[Position identification records]
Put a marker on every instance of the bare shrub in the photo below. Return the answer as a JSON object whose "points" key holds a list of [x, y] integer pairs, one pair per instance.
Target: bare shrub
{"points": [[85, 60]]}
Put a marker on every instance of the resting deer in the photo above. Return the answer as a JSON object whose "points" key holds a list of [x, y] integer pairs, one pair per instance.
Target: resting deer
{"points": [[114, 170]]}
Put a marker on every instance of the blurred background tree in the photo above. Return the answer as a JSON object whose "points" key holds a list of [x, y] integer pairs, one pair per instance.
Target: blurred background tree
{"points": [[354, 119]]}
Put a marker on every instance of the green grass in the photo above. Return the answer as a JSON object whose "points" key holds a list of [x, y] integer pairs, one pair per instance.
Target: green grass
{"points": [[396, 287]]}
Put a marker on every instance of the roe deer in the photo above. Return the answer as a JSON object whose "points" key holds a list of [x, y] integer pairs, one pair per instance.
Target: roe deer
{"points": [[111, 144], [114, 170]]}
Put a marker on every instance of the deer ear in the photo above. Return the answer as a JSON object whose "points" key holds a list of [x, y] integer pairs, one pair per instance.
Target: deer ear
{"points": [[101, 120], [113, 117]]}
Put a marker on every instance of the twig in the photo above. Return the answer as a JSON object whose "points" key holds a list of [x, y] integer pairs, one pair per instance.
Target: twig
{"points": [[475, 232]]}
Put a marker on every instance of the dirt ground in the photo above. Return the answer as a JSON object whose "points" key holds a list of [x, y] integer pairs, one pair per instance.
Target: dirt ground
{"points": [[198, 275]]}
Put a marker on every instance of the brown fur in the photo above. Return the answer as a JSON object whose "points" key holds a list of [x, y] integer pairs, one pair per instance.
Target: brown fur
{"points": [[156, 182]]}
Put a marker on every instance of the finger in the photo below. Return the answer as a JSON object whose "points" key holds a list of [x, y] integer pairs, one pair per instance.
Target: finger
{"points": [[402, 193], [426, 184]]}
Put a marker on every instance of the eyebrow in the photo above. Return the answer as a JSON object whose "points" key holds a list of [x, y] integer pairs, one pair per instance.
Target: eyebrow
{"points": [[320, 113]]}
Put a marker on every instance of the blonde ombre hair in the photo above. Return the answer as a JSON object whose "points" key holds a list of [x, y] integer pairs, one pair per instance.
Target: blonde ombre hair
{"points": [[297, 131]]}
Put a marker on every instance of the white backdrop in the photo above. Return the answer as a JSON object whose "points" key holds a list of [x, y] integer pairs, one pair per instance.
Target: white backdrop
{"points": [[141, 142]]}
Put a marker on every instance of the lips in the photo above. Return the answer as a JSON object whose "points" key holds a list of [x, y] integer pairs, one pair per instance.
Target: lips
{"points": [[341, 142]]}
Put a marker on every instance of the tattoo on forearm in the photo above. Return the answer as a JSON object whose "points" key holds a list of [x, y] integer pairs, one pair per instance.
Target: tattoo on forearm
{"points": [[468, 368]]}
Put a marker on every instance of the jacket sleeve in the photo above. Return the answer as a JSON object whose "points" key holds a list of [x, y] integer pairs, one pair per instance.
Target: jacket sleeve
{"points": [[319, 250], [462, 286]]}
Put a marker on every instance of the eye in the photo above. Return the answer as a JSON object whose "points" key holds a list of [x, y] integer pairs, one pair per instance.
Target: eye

> _The task_
Using the data above, reproduce every line exactly.

> _In response_
Put a marker on every instance of the bare shrub in the photo below. Return the answer as a JSON object whose "points" key holds a list of [x, y] integer pairs, one pair per instance.
Target: bare shrub
{"points": [[85, 60]]}
Put a marker on every instance of the resting deer in the photo above. Return the answer as a JSON object whose "points" key holds a list of [x, y] integer pairs, one pair per instance.
Target: resting deer
{"points": [[114, 170]]}
Put a marker on every instance of the blurred background tree in the photo above. Return the answer as a JSON object whose "points" key holds a list of [x, y] integer pairs, one pair per instance.
Target: blurred background tree
{"points": [[354, 119]]}
Put a marker on every instance of the green grass in the photo above. Return the answer as a JSON object whose "points" key holds a list of [x, y] integer pairs, one pair per instance.
Target: green grass
{"points": [[396, 287]]}
Put a marker on every instance of the roe deer in the photo above. Return the answer as a JSON object whose "points" key holds a list of [x, y] integer pairs, one pair per instance.
Target: roe deer
{"points": [[111, 144], [114, 170]]}
Put a marker on every instance of the deer ear in the photo above. Return the answer as a JSON object whose "points" key holds a list of [x, y] integer pairs, one pair per instance.
Target: deer ear
{"points": [[101, 120], [113, 117]]}
Put a marker on every instance of the twig in the photo above. Return the answer as a JSON object whose "points" key holds a list of [x, y] integer pairs, one pair per instance.
Target: twig
{"points": [[475, 232]]}
Put a marker on every instance of the dirt ground in the photo above. Return the answer as a JSON object whose "points" key holds a list of [x, y] integer pairs, one pair per instance.
Target: dirt ground
{"points": [[198, 275]]}
Put a marker on every instance of the brown fur in the photo above. Return the answer as a JSON object whose "points" key holds a list of [x, y] integer pairs, one pair per instance.
Target: brown fur
{"points": [[156, 182]]}
Put a marker on every instance of the finger in the photo below. Return the answer as a JSON object whose "points" key holds a list of [x, y] integer pairs, one pair per instance.
Target: finger
{"points": [[402, 193], [426, 184]]}
Put a marker on every instance of the eyebrow in the photo above. Return the answer as a JSON object whose "points" key holds a list of [x, y] integer pairs, one pair per instance.
Target: eyebrow
{"points": [[320, 113]]}
Put a marker on every instance of the blonde ombre hair in the photo above. Return the answer as a JSON object whose "points" key holds a list of [x, y] integer pairs, one pair per instance.
Target: blonde ombre hair
{"points": [[297, 131]]}
Put a marker on every instance of the white backdrop in the photo above. Return the answer as a JSON object whose "points" key holds a list of [x, y] integer pairs, one pair per instance.
Target: white backdrop
{"points": [[141, 142]]}
Put a marker on every instance of the lips in the photo above. Return the answer as a JSON object whose "points" key holds a list of [x, y] integer pairs, one pair per instance.
Target: lips
{"points": [[341, 142]]}
Put a marker on every instance of the tattoo on forearm in the photo above. Return the answer as a JSON object whose "points" key holds a list of [x, y] integer pairs, one pair per instance.
Target: tattoo on forearm
{"points": [[468, 368]]}
Put a marker on every instance of the jacket sleeve in the photo above. Return the answer as a JSON object whose "points" key holds a list of [x, y] integer pairs, one pair per instance.
Target: jacket sleeve
{"points": [[319, 250], [462, 286]]}
Put a marker on every instance of the eye in the photo above. Return the answer as a JSON object whose "points" key holds a list of [x, y] integer pairs, one pair per instance.
Target: eye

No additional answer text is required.